§ To be done: Copy every one of the lines below word for word, and leave out any pictures.

==================================================

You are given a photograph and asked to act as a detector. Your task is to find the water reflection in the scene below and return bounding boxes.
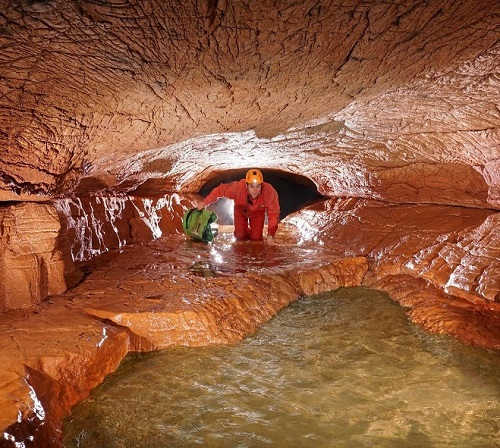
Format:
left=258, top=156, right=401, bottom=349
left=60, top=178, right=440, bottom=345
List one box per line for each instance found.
left=65, top=288, right=500, bottom=448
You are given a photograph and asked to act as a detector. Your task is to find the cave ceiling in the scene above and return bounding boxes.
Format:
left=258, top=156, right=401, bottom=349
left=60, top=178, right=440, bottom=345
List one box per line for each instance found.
left=0, top=0, right=500, bottom=208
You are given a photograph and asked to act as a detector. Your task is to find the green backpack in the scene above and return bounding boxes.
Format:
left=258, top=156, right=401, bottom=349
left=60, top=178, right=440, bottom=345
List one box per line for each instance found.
left=182, top=208, right=217, bottom=243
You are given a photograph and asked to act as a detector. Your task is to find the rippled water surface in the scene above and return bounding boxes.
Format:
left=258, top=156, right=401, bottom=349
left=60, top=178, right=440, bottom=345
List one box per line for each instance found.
left=64, top=288, right=500, bottom=448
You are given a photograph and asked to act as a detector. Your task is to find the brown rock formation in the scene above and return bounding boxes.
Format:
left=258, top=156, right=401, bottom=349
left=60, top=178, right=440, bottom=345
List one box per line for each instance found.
left=0, top=0, right=500, bottom=207
left=0, top=194, right=190, bottom=311
left=0, top=0, right=500, bottom=446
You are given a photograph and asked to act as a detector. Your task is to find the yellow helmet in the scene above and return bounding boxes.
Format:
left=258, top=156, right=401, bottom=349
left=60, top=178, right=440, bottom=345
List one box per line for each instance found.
left=246, top=168, right=264, bottom=184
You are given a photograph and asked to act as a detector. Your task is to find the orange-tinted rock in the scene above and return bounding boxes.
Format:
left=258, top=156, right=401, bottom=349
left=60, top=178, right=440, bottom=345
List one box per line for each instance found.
left=0, top=236, right=367, bottom=446
left=0, top=203, right=81, bottom=311
left=282, top=199, right=500, bottom=309
left=0, top=194, right=195, bottom=311
left=0, top=299, right=129, bottom=446
left=0, top=0, right=500, bottom=207
left=54, top=194, right=192, bottom=261
left=365, top=275, right=500, bottom=350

==================================================

§ Problem solution:
You are given a photograph and asked to act as a detector. Your task is to find the water reflection in the scene below and return bounding boxes.
Format:
left=258, top=156, right=401, bottom=349
left=60, top=178, right=440, bottom=345
List one box per line for each instance found.
left=65, top=288, right=500, bottom=448
You are given a photograph and asked to act as a detector. Your task is to find the cave ceiling in the scene above and return bounding boxes.
Format:
left=258, top=156, right=401, bottom=349
left=60, top=178, right=440, bottom=345
List one box per line for each instance found.
left=0, top=0, right=500, bottom=208
You are given a photograph and asked to act as a detector. Your task is to find the green backpack in the scene above and return bounding boxes.
Format:
left=258, top=156, right=401, bottom=349
left=60, top=178, right=440, bottom=345
List one box per line for each instance found.
left=182, top=208, right=217, bottom=243
You are given a photograph and asked to act as a detector. Your task is to find the rippled water surface in the scene above and return bounding boxes.
Format:
left=258, top=156, right=401, bottom=349
left=60, top=178, right=440, bottom=345
List one box per line for each instance found.
left=64, top=288, right=500, bottom=448
You are given a photograph and asked to act as a detector. Your task is to find the brown rock formation in the scene above and return bounding boxes.
Format:
left=258, top=156, right=401, bottom=349
left=60, top=178, right=440, bottom=345
List one box per line for each instance found.
left=0, top=0, right=500, bottom=207
left=0, top=194, right=190, bottom=311
left=0, top=0, right=500, bottom=446
You are given a photograph and asked to act as a detector. Your task is to find the yellow helmet in the scene above and return bounding boxes.
Format:
left=258, top=156, right=401, bottom=349
left=60, top=178, right=440, bottom=345
List one box per line for each instance found.
left=246, top=168, right=264, bottom=184
You are given a photograph and asked to act as a detector. Your task is to find the orange-tinted rock in the scene above and return bounding boxes.
Format:
left=258, top=156, right=401, bottom=349
left=60, top=178, right=440, bottom=345
List one box per line for each instance found.
left=0, top=236, right=367, bottom=446
left=0, top=203, right=81, bottom=311
left=282, top=199, right=500, bottom=309
left=0, top=194, right=195, bottom=311
left=0, top=299, right=129, bottom=446
left=0, top=0, right=500, bottom=207
left=54, top=194, right=192, bottom=261
left=365, top=275, right=500, bottom=350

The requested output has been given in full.